Texte à analyser.
⟨

Que voulez-vous dire ?

Si l’on veut comprendre les prédispositions multigéniques à une maladie, on ne peut pas se contenter des études cliniques classiques. Vu le nombre de gènes et de combinaisons possibles, cela prendrait des siècles, sans trop exagérer. La stratégie qui se dessine consiste à comparer de gigantesques quantités d’informations, telles que les séquences de génomes, les résultats d’analyses cliniques, les observations médicales ou encore les traitements et ce, pour un très grand nombre de patients. Pour tirer de ces monceaux de données des éléments utiles à la médecine, il faut des capacités informatiques gigantesques et de l’intelligence artificielle de pointe. Les NIH (National Institutes of Health) aux États-Unis ont mis en place une cohorte de données dans laquelle seraient à terme agrégées les données de 20 millions de patients. Un effort semblable est en cours en Angleterre avec le séquençage de 100 000 génomes, corrélés avec les données cliniques des personnes concernées. En Suisse, la mise en place du SPHN (Swiss Personalized Health Network), dont le but est de rendre interopérables, ou compatibles, les données médicales venues de tout le pays, devrait dans l’idéal et dans un futur proche mettre à la disposition de la recherche quelque 6 millions de dossiers électroniques de très bonne qualité – si on obtient le consentement éclairé des patients bien sûr.


Où est le problème alors ?

Il est tout à fait imaginable que, pendant que nous parlons de mettre en place ces dispositifs au service de la médecine de précision et du citoyen, des géants du Web, qui disposent d’une puissance informatique colossale, fassent de même de manière officieuse et peut-être plus rapidement pour leur propre profit. Autant le patient est sourcilleux, pour de bonnes raisons d’ailleurs, lorsqu’il s’agit de signer de la paperasse concernant le consentement éclairé – indispensable dans la médecine moderne –, autant il donne facilement son accord aux conditions générales via un simple clic sur l’écran de son téléphone. Cela donne à ces compagnies la possibilité de récolter des données sur des centaines de millions de personnes qui vont de la vitesse à laquelle elles tapotent sur leur écran (révélateur de leur état mental) aux battements du cœur et au nombre de pas quotidiens (via des applications de mise en forme physique), en passant par toutes les informations que les usagers transmettent volontairement, dont la mise à disposition de leur génome entier (dans le cas de la société 23andMe qui offre pour 100 dollars une analyse d’ancestralité). Il est stupéfiant de voir ce qu’on peut tirer comme métadonnées à partir d’actions en ligne à première vue banales. Le service public, lui, n’est pas vraiment équipé pour cela.

⟩

Données fournies.
⟨

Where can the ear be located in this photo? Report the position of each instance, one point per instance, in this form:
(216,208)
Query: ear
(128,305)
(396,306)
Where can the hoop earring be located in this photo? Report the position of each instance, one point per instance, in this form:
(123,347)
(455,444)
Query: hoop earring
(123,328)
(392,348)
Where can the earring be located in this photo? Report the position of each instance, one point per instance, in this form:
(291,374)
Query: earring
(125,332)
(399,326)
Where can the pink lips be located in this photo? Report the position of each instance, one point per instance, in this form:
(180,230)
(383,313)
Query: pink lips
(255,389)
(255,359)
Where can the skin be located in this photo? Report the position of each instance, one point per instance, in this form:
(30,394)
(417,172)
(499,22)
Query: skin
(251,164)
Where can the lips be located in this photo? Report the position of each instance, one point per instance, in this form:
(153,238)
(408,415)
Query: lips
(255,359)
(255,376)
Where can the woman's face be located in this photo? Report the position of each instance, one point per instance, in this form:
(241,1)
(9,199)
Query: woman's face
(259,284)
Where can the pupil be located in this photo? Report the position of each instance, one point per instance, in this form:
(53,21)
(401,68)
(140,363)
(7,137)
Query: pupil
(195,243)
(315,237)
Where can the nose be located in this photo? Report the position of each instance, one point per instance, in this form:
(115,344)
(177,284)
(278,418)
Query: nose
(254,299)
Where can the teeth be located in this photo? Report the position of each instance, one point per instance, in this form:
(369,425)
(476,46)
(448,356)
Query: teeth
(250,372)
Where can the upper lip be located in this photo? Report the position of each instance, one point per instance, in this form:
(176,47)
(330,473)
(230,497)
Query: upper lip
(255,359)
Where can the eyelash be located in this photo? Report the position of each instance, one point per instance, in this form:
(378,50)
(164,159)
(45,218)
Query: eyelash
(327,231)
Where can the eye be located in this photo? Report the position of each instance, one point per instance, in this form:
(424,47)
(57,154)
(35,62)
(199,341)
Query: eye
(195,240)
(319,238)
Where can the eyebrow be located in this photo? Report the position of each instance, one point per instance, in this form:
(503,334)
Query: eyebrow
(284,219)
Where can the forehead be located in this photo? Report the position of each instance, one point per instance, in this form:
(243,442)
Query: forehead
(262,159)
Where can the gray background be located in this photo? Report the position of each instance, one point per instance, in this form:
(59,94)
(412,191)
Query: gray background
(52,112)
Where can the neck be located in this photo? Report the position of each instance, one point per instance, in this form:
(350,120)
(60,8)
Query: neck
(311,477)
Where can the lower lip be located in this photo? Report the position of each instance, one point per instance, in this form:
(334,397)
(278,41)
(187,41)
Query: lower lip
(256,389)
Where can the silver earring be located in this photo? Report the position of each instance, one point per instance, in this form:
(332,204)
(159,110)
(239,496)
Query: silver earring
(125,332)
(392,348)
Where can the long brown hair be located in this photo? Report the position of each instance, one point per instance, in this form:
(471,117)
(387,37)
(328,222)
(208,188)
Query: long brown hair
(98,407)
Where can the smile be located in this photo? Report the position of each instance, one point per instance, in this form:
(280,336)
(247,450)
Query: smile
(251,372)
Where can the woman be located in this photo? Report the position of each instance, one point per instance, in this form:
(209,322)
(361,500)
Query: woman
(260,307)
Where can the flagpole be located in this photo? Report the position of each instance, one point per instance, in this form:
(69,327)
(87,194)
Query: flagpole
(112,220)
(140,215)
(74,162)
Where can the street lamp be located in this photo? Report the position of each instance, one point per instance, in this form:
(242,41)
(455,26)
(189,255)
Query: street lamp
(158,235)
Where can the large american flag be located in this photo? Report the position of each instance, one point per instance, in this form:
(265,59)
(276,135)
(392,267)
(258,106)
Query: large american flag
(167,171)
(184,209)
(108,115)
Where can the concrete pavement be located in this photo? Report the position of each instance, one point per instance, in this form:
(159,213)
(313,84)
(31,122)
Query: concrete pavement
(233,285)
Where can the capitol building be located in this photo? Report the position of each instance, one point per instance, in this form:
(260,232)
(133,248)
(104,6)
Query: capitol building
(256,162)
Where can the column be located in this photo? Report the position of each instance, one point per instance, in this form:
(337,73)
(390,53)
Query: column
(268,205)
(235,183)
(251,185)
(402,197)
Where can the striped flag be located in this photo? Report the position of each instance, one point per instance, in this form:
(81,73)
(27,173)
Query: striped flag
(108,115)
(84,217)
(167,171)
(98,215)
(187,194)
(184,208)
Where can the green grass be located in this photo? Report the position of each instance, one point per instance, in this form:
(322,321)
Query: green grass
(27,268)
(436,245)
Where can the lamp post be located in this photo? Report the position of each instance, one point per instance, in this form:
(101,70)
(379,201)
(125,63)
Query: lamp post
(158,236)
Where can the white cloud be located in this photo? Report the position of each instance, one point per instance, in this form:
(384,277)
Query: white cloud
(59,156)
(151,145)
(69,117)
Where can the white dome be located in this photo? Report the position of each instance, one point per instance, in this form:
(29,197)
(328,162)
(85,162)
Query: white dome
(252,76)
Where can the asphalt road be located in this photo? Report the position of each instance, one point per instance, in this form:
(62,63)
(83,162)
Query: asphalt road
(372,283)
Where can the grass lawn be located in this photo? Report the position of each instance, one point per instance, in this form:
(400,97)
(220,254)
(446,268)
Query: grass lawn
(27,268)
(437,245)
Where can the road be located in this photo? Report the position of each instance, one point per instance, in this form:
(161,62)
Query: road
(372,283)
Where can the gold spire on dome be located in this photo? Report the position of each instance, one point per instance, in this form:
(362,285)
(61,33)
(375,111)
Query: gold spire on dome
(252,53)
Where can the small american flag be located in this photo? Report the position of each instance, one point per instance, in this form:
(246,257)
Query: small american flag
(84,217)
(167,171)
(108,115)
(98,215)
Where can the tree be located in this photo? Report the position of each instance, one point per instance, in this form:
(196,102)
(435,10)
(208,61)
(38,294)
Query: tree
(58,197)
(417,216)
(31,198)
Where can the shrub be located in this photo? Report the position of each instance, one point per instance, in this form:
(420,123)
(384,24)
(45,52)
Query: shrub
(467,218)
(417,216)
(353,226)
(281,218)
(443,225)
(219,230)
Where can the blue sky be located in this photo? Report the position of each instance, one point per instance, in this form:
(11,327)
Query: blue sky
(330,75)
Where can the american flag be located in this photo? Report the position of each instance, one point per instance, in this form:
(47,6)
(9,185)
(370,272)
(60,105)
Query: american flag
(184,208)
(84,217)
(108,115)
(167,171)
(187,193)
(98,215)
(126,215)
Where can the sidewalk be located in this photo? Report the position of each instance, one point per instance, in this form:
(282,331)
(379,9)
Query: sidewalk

⟩

Consigne 1.
D'après le texte sur les données de santé, pourquoi les études cliniques classiques ne suffisent-elles pas pour comprendre les prédispositions multigéniques à une maladie ? Répondez en une à trois phrases.
Consigne 2.
Traduisez en anglais cette phrase du texte sur les données de santé : « Il est stupéfiant de voir ce qu’on peut tirer comme métadonnées à partir d’actions en ligne à première vue banales. »
Consigne 3.
Poursuivez le texte sur les données de santé à partir de sa dernière phrase.
Aucune consigne ne fait appel aux données fournies.

Réponse 1.
Les études cliniques classiques ne suffisent pas à cause du nombre de gènes et de combinaisons possibles. Avec ces méthodes, ce travail prendrait des siècles.

Réponse 2.
It is astonishing to see what metadata can be extracted from online actions that seem trivial at first glance.

Réponse 3.
Quand vous effectuez une analyse du génome, comment communiquez-vous les résultats au patient ?

Ces modalités sont discutées avant le test. La majorité des patients ne souhaitent pas être informés si l’on trouve chez eux un de ces fameux variants de signification clinique inconnue. Ils savent que nous n’en tenons pas compte tant que nous ne pouvons pas conclure s’ils sont causaux ou pas. En revanche, il y a plus d’intérêt pour certaines données dites incidentelles, c’est-à-dire la découverte fortuite d’une mutation connue pour une maladie que l’on ne soupçonnait pas. Dans ce genre de cas, il y a évidemment un bénéfice immédiat à être au courant, à la fois pour le patient et pour les membres de sa famille qui partagent le même trait.


En poussant la médecine génétique à l’extrême, ne risque-t-on pas de faire exploser les coûts de la santé ?

C’est en tout cas une des craintes du politique. Et cette crainte est légitime si parmi une centaine de patients suivant un traitement général, une dialyse par exemple, on en prend subitement 17 qui, sur la base d’une analyse génétique, devraient suivre un traitement personnalisé qui coûte 500 000 francs par an et par personne, soit une augmentation de 8,5 millions de francs par an. Cela dit, la médecine génétique fait aussi gagner du temps et de l’argent. En posant un diagnostic correct et précoce, on raccourcit l’errance médicale. Un autre article, paru le 10 octobre 2018 dans le New England Journal of Medicine, a démontré que la médecine génétique permet d’économiser de cette façon jusqu’à 90% des coûts de la santé.